Source information:
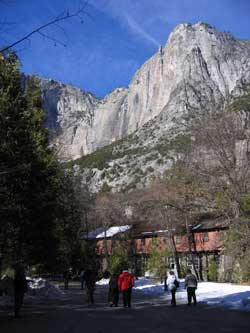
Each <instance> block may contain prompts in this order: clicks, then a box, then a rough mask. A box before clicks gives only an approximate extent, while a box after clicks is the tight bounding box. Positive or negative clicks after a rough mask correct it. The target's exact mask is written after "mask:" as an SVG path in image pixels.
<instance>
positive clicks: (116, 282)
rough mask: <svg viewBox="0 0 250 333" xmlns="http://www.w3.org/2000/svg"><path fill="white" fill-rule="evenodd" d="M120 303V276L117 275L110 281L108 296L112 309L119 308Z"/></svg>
mask: <svg viewBox="0 0 250 333" xmlns="http://www.w3.org/2000/svg"><path fill="white" fill-rule="evenodd" d="M118 301H119V288H118V276H117V274H112V275H111V277H110V280H109V294H108V302H109V305H110V306H111V307H112V306H113V305H114V306H118Z"/></svg>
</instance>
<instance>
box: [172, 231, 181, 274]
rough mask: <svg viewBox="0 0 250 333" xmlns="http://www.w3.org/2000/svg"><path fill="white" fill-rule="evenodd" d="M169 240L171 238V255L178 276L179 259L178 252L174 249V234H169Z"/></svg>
mask: <svg viewBox="0 0 250 333" xmlns="http://www.w3.org/2000/svg"><path fill="white" fill-rule="evenodd" d="M170 240H171V245H172V246H171V247H172V253H173V257H174V261H175V265H176V270H177V274H178V276H180V274H181V267H180V261H179V253H178V252H177V250H176V244H175V239H174V235H171V237H170Z"/></svg>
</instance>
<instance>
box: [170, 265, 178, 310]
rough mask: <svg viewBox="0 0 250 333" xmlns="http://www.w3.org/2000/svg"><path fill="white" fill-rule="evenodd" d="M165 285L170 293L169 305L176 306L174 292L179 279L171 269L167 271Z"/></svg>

Task to complete: The records above need to be given again exactly. Omit the pictures.

Answer space:
Each <instance> block may contain prompts in this order: clicks, then a box, then a rough mask. A box before clicks gives only an approximate extent, while a box after clicks is the tight bounding box. Positive or negative clicks after a rough mask correct it. The target's exact mask is written after "mask:" as an SVG path in image pixels.
<instance>
positive clicks: (116, 282)
rough mask: <svg viewBox="0 0 250 333" xmlns="http://www.w3.org/2000/svg"><path fill="white" fill-rule="evenodd" d="M120 303V276L117 275L110 281L108 296L112 309L119 308Z"/></svg>
mask: <svg viewBox="0 0 250 333" xmlns="http://www.w3.org/2000/svg"><path fill="white" fill-rule="evenodd" d="M118 301H119V288H118V276H117V274H112V275H111V277H110V280H109V294H108V302H109V305H110V306H111V307H112V306H113V305H114V306H118Z"/></svg>
</instance>
<instance>
box: [172, 231, 181, 274]
rough mask: <svg viewBox="0 0 250 333" xmlns="http://www.w3.org/2000/svg"><path fill="white" fill-rule="evenodd" d="M169 240L171 238V255L178 276L179 259L178 252L174 249V234H169Z"/></svg>
mask: <svg viewBox="0 0 250 333" xmlns="http://www.w3.org/2000/svg"><path fill="white" fill-rule="evenodd" d="M170 240H171V245H172V246H171V247H172V253H173V257H174V261H175V265H176V270H177V274H178V276H180V274H181V267H180V261H179V253H178V252H177V250H176V244H175V239H174V235H171V237H170Z"/></svg>
</instance>
<instance>
box: [170, 265, 178, 310]
rough mask: <svg viewBox="0 0 250 333" xmlns="http://www.w3.org/2000/svg"><path fill="white" fill-rule="evenodd" d="M165 285L170 293L169 305L176 306L174 292L179 279L171 269L167 271Z"/></svg>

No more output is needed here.